### EXTRACTED TEXT
'''
Thursday, March 09, 2017

Midweek update

Yesterday, the House of Representatives began consideration of the American Health Care Act. House Speaker Paul Ryan explains that House consideration of the bill will be a multi step process leading to consideration on the House floor.
This week, the Energy and Commerce Committee and Ways and Means Committee are holding markups to consider their portions of the bill.  Next [after the Congressional Budget Office score is released], the work of these two committees will go to the Budget Committee to be considered as one bill. After that, the legislation will go to the Rules Committee [before reaching the House floor]. 
The Speaker emphasizes that the bill has been under development for over a year. Prof. Timothy Jost dissects the bill in Health Affairs.  The FEHBlog who appreciates the Goldilocks story takes heart in the Washington Post's subheadline this morning that the bill is under attack from the left and the right.
'''
### DATASET EXTRACT
'''
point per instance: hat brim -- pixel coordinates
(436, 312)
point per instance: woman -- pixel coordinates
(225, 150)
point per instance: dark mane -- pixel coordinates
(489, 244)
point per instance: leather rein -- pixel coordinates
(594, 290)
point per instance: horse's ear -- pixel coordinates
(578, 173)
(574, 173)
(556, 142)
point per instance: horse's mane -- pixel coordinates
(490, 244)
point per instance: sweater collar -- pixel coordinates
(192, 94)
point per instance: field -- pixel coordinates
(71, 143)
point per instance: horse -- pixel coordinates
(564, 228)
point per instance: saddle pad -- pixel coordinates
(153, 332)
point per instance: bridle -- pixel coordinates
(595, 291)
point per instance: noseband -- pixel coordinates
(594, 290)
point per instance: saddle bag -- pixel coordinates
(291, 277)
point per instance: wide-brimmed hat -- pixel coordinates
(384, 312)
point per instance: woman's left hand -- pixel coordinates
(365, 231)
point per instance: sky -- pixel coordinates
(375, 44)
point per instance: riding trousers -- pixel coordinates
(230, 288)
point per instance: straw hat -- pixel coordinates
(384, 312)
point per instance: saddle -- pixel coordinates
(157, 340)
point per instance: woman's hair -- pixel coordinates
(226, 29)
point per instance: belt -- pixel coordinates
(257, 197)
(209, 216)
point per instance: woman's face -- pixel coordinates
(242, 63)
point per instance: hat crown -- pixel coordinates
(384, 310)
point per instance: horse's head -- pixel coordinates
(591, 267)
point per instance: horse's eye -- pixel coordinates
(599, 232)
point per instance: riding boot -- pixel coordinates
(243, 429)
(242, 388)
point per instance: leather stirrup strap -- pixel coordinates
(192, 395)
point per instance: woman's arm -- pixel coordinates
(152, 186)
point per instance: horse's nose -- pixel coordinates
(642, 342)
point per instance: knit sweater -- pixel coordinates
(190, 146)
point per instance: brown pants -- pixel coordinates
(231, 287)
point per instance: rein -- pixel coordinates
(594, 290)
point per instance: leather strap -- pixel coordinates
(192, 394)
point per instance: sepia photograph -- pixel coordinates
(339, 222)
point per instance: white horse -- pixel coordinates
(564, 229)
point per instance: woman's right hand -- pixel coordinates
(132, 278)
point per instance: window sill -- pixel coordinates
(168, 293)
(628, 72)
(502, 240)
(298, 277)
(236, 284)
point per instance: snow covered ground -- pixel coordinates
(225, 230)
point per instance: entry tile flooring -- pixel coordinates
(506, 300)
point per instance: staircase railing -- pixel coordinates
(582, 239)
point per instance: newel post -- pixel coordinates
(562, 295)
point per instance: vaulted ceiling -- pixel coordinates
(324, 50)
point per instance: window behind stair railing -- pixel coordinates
'''
### TASKS FOR THIS EXERCISE
1. Answer these questions about the midweek update on the American Health Care Act:
(a) Which two committees are holding markups this week?
(b) In what publication does Prof. Timothy Jost dissect the bill?
(c) According to the Speaker, how long has the bill been under development?
2. Continue the midweek update on the American Health Care Act with the paragraph that would follow its last sentence.

### REPLIES
1.
(a) The Energy and Commerce Committee and the Ways and Means Committee.
(b) Health Affairs.
(c) Over a year.

2.
OPM in its 2017 and 2018 call letter for benefit and rate proposals encouraged FEHBP carriers to adopt telehealth and value based insurance design. For that reason the FEHBlog calls readers attention to recent studies on those topics:

  • A Health Affairs study "on the impact of a value-based pharmacy benefit on medication adherence found that offering free chronic disease medications maintained patients’ levels of adherence even after switching to a health plan with a deductible."
  • Another Health Affairs study on telehealth services finds that the services at this stage at least are a convenience and do not bend the cost curve down.  This comes as no surprise to the FEHBlog. Nevertheless Healthcare Finance identifies some useful conclusions from the study

Since telehealth services save patients costs on travel time, payers may be able to raise patient costs to reduce the impact of increased utilization.
For some patient populations, greater utilization may provide more of a cost benefit than it does to the population in the study, particularly for undertreated conditions. “An increase in utilization for patients with diabetes or mental illness might be perceived as a net positive,” the authors note. 
As telehealth becomes a more widespread, payers may need to look at ways to limit the potential for unnecessary use of the service.